Investors remain wary of the equity market but some shares are benefiting from the global turmoil — investors are taking refuge in defensive stocks and companies that have a good story to tell.
The average share price on the JSE is 13 times the company earnings, and this price-to-earnings ratio is slightly below the long-term average of about 14. But defensive food retailers and companies with growth stories are sitting on profit-to-earnings ratios well above 20, making them look very expensive.
“If growth is low and earnings scarce then people will pay up for the prospect of earnings growth,” said Geoff Blount, chief executive of Cannon Asset Managers.
Some of the shares with a compelling growth story include Naspers with its shareholding in Tencent, the Chinese messaging platform; Capitec, which is challenging the way banking is done and tapping into the emerging banking market; SAB Miller with its strong growth in emerging economies; Shoprite, both as a defensive stock and with a growth story in Africa; Massmart with the buyout by Walmart, which paid 25 times earnings for its stake in the local retailer.
Blount said that, as investors had become more nervous, the market had focused on growth stocks that had the potential to outperform. This strategy worked over the past 18 months as growth stocks increased in share price while value stocks fell on investors’ fears about the risk of earnings from these shares.
“Shares in sectors like retail, food and pharmaceuticals have been the best performers even if they are overvalued, and they were the best performers in 2010,” said Paul Theron, chief executive of asset management company Vestact. He said that, since the Walmart deal, South African retailers had appeared on the radar screen of global investors, and retail companies in other emerging markets were sitting on similarly high multiples.
But a few fund managers were concerned that investors were now overpaying for those “guaranteed” earnings from defensive stocks and overpaying for growth stories. Blount said that it was important to understand that a good company could be a bad investment. “The best way to turn a great company into a bad investment is to overpay for it.”
Sectors that were being unanimously ignored by investors wary about the prospects of global growth were cyclical sectors such as the construction industry, financials and resources, and platinum in particular.
Smaller South African companies that were domestically focused were also out of favour, with investors looking for growth stories outside the country. The average profit-to-earnings ratio for the top 25 industrial shares was 22, whereas the smaller companies were valued at half those prices at about 11. “Mid to smaller companies have traditionally traded at a discount, but never to this extent,” said Blount.
Naspers’s market capitalisation was half the value of global mining giant Anglo American, suggesting that something was out of kilter.
Theron said that in 2008, when BHP Billiton delivered R20 a share in earnings investors were prepared to pay R320 for the share but this year when it delivered R30 a share in earnings, investors were only prepared to pay R220. The difference was all simply a matter of perception.
Some of the value or contrarian asset managers are now starting to pick up cheap cyclical stocks. They believe that the world has not come to an end and that cheap, good quality stocks will pay handsomely in the next few years.

_Problems to solve_:
1. According to the article on JSE share valuations, what was the average price-to-earnings ratio of the top 25 industrial shares?
2. Return the part of the article on JSE share valuations that opens with the words containing "Theron said that" and closes with "matter of perception.", copied word for word.

_Source material_:
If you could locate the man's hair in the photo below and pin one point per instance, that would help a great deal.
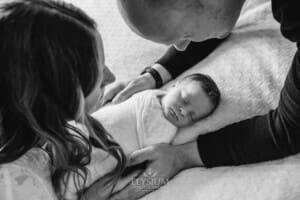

_Numbered responses_:
1. 22

2.
Theron said that in 2008, when BHP Billiton delivered R20 a share in earnings investors were prepared to pay R320 for the share but this year when it delivered R30 a share in earnings, investors were only prepared to pay R220. The difference was all simply a matter of perception.